== To do ==
Please swap "marker" for "dot" in the entries below and keep everything else the same.

== Record set ==
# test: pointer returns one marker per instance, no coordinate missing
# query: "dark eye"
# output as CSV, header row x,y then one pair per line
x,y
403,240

== Written response ==
# test: pointer returns one dot per instance, no coordinate missing
# query: "dark eye"
# output as CSV, header row x,y then one pair per line
x,y
403,240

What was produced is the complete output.